• YOUR OBJECTIVE:
Everything from the line that contains "Where can the side skirt" through the last line of the listing must be copied exactly, with both of those lines included and no others.

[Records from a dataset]
....

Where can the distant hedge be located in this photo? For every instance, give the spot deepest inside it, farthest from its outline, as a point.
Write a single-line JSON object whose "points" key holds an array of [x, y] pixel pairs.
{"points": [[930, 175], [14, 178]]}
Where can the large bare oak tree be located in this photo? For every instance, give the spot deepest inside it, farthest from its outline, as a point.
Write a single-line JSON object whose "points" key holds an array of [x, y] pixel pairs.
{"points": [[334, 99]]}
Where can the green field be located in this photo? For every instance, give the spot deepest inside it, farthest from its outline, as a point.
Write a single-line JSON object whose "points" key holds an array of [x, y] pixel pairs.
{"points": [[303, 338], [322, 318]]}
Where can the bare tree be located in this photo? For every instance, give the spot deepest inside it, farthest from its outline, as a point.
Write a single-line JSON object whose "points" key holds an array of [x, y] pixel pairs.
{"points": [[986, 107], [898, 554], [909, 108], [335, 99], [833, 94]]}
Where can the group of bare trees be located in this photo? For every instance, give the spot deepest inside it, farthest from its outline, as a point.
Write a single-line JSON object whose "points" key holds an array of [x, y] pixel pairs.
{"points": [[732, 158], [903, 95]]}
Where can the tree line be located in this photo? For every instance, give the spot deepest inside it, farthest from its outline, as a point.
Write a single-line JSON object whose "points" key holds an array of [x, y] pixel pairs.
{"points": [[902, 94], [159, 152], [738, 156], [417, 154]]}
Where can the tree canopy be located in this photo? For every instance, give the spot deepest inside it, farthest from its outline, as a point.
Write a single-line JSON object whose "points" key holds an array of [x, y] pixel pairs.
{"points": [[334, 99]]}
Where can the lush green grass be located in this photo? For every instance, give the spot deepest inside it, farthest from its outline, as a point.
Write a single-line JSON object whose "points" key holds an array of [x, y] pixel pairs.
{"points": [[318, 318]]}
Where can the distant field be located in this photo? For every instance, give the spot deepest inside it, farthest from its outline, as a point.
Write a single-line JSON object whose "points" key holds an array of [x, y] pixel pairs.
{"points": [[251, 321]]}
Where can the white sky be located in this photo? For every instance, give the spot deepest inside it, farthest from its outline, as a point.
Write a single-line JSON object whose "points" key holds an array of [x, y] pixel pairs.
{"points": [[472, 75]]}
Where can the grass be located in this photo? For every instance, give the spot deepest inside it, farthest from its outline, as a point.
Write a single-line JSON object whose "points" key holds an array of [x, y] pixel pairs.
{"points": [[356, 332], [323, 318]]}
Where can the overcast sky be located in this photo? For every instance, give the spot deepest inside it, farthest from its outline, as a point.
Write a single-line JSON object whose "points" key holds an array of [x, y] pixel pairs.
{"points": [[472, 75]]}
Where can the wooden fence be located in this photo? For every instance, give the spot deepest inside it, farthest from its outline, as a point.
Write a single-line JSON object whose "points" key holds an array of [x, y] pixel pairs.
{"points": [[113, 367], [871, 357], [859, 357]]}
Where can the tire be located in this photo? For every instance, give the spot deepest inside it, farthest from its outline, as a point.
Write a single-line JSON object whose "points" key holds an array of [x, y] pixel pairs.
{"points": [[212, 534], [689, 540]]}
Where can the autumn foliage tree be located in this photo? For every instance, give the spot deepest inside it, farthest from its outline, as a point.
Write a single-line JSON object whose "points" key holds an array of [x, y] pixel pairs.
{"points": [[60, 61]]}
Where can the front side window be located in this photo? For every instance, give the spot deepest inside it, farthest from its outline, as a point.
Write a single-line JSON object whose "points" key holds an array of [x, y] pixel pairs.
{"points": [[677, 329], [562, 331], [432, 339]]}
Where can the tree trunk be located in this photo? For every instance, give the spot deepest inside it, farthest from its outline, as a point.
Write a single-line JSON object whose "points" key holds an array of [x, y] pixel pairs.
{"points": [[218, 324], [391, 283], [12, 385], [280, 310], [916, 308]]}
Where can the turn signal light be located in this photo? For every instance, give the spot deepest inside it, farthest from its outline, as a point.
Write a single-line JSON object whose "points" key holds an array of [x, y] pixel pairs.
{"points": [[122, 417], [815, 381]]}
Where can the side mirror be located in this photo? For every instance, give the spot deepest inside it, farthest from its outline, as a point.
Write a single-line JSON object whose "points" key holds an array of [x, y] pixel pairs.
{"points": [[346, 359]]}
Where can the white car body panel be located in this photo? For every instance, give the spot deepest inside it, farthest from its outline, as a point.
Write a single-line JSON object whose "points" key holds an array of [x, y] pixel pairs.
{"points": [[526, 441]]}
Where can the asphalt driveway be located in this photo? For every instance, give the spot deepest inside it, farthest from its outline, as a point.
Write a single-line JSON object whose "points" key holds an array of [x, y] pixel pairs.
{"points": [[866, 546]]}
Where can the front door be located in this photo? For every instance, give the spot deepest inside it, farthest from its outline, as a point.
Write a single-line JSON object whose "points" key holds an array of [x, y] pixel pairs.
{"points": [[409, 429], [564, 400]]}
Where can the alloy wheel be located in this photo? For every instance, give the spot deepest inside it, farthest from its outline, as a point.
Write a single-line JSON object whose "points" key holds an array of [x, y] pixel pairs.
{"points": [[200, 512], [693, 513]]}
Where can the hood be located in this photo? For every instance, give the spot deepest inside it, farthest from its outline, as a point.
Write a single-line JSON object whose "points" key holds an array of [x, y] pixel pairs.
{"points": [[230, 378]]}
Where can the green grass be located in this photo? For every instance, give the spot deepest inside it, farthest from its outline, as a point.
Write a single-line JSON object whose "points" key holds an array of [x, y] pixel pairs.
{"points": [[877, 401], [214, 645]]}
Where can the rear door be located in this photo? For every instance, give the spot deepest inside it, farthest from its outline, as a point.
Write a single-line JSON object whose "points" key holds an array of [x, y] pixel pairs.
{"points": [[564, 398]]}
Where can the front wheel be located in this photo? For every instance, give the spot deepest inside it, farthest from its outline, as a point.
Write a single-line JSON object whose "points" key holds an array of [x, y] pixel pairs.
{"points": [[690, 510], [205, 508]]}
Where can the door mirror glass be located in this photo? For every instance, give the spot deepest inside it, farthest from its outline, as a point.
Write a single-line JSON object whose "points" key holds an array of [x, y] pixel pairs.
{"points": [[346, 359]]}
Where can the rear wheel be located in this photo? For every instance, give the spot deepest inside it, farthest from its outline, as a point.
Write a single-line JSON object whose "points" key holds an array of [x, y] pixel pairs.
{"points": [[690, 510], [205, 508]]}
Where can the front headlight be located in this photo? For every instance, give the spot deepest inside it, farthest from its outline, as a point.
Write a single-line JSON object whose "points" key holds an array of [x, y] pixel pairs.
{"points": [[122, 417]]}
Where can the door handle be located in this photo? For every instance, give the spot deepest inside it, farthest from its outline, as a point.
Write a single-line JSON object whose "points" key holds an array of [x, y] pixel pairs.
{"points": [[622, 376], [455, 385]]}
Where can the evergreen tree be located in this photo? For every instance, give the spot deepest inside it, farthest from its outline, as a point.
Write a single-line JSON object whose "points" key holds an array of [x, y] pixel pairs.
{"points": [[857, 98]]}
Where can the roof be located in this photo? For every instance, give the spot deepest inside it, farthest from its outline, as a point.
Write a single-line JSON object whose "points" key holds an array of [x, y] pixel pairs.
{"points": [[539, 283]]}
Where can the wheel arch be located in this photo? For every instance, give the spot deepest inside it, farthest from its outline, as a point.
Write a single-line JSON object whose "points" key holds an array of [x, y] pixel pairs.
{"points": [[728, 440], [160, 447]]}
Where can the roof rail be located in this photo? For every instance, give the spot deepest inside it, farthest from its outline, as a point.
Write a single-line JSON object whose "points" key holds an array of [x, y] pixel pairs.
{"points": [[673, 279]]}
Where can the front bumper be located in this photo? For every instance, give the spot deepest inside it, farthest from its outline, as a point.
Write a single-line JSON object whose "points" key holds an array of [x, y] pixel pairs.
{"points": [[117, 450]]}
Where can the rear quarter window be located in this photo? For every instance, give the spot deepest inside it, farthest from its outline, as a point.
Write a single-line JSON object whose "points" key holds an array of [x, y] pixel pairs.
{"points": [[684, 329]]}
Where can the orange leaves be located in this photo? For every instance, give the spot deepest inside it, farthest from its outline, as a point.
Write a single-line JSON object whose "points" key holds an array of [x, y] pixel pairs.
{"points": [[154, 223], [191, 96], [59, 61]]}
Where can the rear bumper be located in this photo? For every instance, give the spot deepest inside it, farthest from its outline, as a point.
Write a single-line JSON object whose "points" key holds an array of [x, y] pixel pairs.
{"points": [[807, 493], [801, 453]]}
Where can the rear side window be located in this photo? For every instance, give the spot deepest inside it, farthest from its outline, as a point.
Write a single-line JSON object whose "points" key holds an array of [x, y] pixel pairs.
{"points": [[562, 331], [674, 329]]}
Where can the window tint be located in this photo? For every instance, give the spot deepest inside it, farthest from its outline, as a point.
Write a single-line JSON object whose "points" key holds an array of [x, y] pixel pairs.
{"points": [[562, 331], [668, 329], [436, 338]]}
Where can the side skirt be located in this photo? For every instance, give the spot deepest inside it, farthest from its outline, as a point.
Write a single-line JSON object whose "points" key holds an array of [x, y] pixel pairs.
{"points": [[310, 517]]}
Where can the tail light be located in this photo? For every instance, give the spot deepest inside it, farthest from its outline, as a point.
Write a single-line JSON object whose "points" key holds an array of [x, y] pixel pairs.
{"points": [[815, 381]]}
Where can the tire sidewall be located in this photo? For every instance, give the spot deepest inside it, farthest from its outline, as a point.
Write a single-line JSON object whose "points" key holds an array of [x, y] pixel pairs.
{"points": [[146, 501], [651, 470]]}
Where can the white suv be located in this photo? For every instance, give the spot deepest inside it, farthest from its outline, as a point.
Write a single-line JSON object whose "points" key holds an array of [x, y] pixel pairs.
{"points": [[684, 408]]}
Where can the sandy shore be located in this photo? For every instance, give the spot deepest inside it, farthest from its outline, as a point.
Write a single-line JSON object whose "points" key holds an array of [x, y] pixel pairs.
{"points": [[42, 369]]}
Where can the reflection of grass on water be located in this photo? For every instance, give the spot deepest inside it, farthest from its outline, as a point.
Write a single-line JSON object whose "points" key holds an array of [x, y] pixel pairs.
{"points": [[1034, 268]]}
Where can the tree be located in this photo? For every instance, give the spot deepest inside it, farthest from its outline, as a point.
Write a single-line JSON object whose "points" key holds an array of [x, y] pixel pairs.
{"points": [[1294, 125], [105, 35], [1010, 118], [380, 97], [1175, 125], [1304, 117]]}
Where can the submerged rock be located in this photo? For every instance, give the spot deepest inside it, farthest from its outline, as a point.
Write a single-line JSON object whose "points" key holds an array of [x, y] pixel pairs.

....

• EXERCISE SOLUTION:
Where can the side skirt be located in this photo? For every instance, give the spot deepest inside it, farthest from its outline, as a point.
Write a single-line JSON object whose "points" key holds an array of [x, y] pixel pairs.
{"points": [[310, 517]]}
Where can the tail light be located in this photo? For every instance, give the spot deepest inside it, farthest from its outline, as a point.
Write a single-line JSON object whose "points" key holds an array of [x, y] pixel pairs.
{"points": [[815, 381]]}
Where can the tire sidewall be located in this photo? For every instance, give the spot deepest inside it, farthest from its outline, as a point.
Write a single-line JSON object whose "points" key holds an array of [x, y] pixel pairs.
{"points": [[146, 501], [651, 470]]}
Where can the white suv be located in this photo? For every instance, give the spot deepest inside it, farthest from its outline, as a point.
Write a single-line JSON object whose "points" key holds an array of [x, y] pixel pairs.
{"points": [[684, 408]]}
Where can the sandy shore be located in this photo? For every instance, give the spot deepest inside it, farthest from its outline, as a point.
Write a single-line JSON object whose "points" key holds an array of [x, y] pixel pairs.
{"points": [[42, 369]]}
Where can the reflection of grass on water be located in this photo? For every instance, give the spot deepest inside it, farthest from its outline, as a point.
Write a single-line JSON object whose "points" key holds an array of [x, y] pixel pairs.
{"points": [[1034, 268]]}
Where can the tree be located in this photo? For every instance, give the spot deepest inside it, farthest from its outline, as a point.
Write a single-line JSON object whose "points" key holds an array of [x, y] pixel pairs.
{"points": [[1294, 125], [105, 35], [1010, 118], [380, 97], [1175, 125], [1304, 117]]}
Where can the submerged rock be located in this photo? For every instance, give the spot deepest inside it, farthest from its outline, as a point.
Write a single-line JSON object whose "points" key holds an array of [x, y] pixel pairs.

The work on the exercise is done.